What the task requires. In your copy of the data, omit the pictures and keep all else exactly as given.

Given records.

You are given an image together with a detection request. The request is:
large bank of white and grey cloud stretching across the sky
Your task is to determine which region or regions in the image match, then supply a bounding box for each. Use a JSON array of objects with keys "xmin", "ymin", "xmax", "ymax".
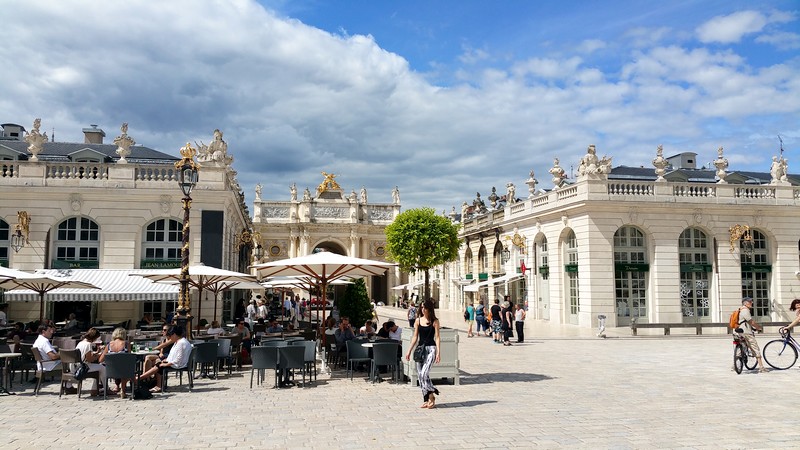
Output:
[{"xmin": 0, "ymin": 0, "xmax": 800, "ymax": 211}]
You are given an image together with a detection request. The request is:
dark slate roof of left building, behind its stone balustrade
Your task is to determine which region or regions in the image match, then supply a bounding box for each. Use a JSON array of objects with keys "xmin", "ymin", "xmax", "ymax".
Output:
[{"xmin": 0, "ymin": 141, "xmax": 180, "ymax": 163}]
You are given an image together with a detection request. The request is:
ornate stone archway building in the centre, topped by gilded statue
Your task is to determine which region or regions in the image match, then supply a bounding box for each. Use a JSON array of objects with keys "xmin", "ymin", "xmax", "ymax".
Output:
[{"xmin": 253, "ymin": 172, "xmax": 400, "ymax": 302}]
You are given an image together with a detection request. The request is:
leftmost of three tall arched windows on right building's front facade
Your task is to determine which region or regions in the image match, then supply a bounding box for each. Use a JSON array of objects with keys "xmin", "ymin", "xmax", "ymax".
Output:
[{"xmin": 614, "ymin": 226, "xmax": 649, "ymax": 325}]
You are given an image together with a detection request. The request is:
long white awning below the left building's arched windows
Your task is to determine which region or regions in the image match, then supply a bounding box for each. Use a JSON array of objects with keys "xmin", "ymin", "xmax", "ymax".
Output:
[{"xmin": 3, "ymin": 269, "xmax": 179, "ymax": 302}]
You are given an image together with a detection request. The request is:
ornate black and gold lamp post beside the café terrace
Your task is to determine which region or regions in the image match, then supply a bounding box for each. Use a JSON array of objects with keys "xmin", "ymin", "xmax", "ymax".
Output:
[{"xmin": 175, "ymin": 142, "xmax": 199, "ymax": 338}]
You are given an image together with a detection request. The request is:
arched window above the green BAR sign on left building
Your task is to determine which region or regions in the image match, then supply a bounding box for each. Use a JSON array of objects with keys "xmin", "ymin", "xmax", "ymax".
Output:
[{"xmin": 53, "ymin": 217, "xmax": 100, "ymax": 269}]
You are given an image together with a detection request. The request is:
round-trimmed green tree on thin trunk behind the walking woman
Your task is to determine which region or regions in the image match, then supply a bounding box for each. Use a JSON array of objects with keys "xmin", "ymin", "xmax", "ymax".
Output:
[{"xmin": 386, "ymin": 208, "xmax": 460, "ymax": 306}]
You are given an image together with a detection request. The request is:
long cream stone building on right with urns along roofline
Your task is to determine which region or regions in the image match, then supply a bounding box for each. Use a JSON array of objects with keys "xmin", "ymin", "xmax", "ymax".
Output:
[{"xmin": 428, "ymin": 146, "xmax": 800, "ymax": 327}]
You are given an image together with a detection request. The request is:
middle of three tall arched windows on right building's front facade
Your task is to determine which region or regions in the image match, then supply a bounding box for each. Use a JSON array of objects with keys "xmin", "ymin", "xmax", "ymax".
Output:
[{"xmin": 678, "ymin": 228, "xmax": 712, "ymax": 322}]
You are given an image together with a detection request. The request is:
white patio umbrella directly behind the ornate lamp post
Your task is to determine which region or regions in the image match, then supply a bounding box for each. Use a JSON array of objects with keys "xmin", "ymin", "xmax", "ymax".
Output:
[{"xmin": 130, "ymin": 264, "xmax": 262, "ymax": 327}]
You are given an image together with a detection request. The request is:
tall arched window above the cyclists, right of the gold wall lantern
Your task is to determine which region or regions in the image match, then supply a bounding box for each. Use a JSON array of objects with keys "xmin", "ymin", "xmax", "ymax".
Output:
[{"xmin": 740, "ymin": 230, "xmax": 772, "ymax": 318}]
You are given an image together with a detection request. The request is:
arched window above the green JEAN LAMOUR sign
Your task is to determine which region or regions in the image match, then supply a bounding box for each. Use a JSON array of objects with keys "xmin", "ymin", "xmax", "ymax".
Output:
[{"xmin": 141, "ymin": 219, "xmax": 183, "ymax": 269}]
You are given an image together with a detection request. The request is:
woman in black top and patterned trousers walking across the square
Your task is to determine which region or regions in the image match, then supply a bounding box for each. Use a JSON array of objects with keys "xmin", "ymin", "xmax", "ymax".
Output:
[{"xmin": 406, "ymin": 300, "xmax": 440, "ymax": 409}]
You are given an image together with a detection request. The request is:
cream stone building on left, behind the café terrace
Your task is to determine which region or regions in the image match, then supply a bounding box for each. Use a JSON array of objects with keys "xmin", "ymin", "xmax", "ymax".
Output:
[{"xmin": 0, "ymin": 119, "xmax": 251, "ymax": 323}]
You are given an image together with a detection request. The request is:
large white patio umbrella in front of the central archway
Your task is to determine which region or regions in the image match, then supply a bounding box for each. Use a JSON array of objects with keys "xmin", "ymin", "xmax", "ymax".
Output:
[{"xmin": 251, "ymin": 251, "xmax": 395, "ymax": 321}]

Answer area.
You are given an image together with a detection request. The request is:
large bank of white and grey cloud stretching across the sky
Your task is to determine which region or regions in the image match, then supply a bounding box for each. Use a JSON array of objects with keys "xmin", "ymin", "xmax", "ymax".
Output:
[{"xmin": 0, "ymin": 0, "xmax": 800, "ymax": 211}]
You are given an image together with a detection request. The request is:
dark slate roof of left building, behind its stone balustrade
Your task is to determine which region or regions in the image match, then supply a bounding box for each. Use a JSON array of objects with keys "xmin", "ymin", "xmax", "ymax".
Output:
[{"xmin": 0, "ymin": 141, "xmax": 180, "ymax": 163}]
You are given an image together with a detection request. The request is:
ornate stone archway building in the centre, topped by gilded statue
Your task is to determine which region or regions in the image match, then supply a bounding box for each. Use a JSON array of objects with keys "xmin", "ymin", "xmax", "ymax".
Output:
[{"xmin": 253, "ymin": 172, "xmax": 400, "ymax": 302}]
You are given an image together with a detection request. The request is:
leftmost of three tall arched windows on right building's front facade
Your task is to determine which region or regions in the image match, then supply a bounding box for each. Use a JSON array of objects with keys "xmin", "ymin", "xmax", "ymax".
Output:
[{"xmin": 614, "ymin": 226, "xmax": 649, "ymax": 325}]
You are given an image together with a detection request. The request is:
long white awning below the left building's arched windows
Your task is to determine which region or regions in the image match, then supply a bounding box for each. Use a JSON array of objects with keys "xmin", "ymin", "xmax", "ymax".
Output:
[{"xmin": 3, "ymin": 269, "xmax": 179, "ymax": 302}]
You are given an image together with a detection request. The request is:
ornate black and gold lamp post beside the café terrace
Your task is to determine which region or regions in the image match, then supply a bounding box for each. Use a JSON array of objects with keys "xmin", "ymin", "xmax", "ymax".
Output:
[{"xmin": 175, "ymin": 142, "xmax": 199, "ymax": 338}]
You are given an image together with a detection request. The request is:
arched window above the green BAR sign on left building
Your task is to determine which region or regions in the image match, then supply a bounding box for each. Use a JSON array of objects with keys "xmin", "ymin", "xmax", "ymax".
Output:
[{"xmin": 53, "ymin": 217, "xmax": 100, "ymax": 269}]
You are given an image together with a detection request. The request is:
round-trimmed green tree on thin trunk behind the walking woman
Your task is to determine which region or regions in the image match, then supply a bounding box for each. Use a JSON array of objects with keys "xmin", "ymin", "xmax", "ymax".
Output:
[{"xmin": 386, "ymin": 208, "xmax": 460, "ymax": 306}]
You are given an image together with a detection request. The request is:
long cream stone building on right with urns along roofline
Your task is to determine which region or regions in the image match, then supply a bounding box for each. Use a JSON array of objects with keys "xmin", "ymin", "xmax", "ymax".
Output:
[{"xmin": 428, "ymin": 146, "xmax": 800, "ymax": 327}]
You are given an image together with a detection request. The request is:
middle of three tall arched windows on right building's front facade
Your task is to determine which region or regions in the image match, then supply a bounding box for each. Use a JSON array of objects with keys "xmin", "ymin", "xmax", "ymax".
Output:
[{"xmin": 678, "ymin": 228, "xmax": 712, "ymax": 322}]
You are given an image together with a detection request. The request is:
white patio umbrella directly behind the ornate lamp post
Your task is to determine which region or regions in the image match, then supply a bounding box for each. Use a JSON array of objects with keys "xmin", "ymin", "xmax", "ymax".
Output:
[{"xmin": 130, "ymin": 264, "xmax": 262, "ymax": 327}]
You are given an image together with a detection request. The request is:
tall arched window above the cyclists, right of the gold wall lantern
Your task is to determine which region or regions in the image match, then supply a bounding box for each. Use a JSON array of objects with keys "xmin", "ymin", "xmax", "ymax".
Output:
[{"xmin": 740, "ymin": 230, "xmax": 772, "ymax": 318}]
You are given an image together with a detection request. The request is:
arched window above the green JEAN LAMOUR sign
Your task is to determine which region or regions in the image match, then supply a bounding box for each. Use a JSON array of objects with keys "xmin", "ymin", "xmax", "ymax".
Output:
[{"xmin": 141, "ymin": 219, "xmax": 183, "ymax": 269}]
You are given an image together with a detection request. The request is:
woman in black top and patterned trousers walking across the square
Your task is to determine which region or regions in the image match, then supply a bounding box for each. Use a JSON array of objects with keys "xmin", "ymin", "xmax", "ymax".
Output:
[{"xmin": 406, "ymin": 300, "xmax": 440, "ymax": 409}]
You are given an image together with a detection request. The request is:
cream stone building on left, behind the café terrace
Your task is to determine which region or regions in the image match, then supply a bounding box for each. Use a JSON array of objects with keys "xmin", "ymin", "xmax", "ymax".
Output:
[{"xmin": 0, "ymin": 119, "xmax": 251, "ymax": 323}]
You are given an image together with a detection request. The request is:
large white patio umbrella in front of the central archway
Your task is to determine which region or regions in the image match, then supply a bounding box for each. Use a JSON array of objects with keys "xmin", "ymin", "xmax", "ymax".
Output:
[{"xmin": 251, "ymin": 251, "xmax": 395, "ymax": 321}]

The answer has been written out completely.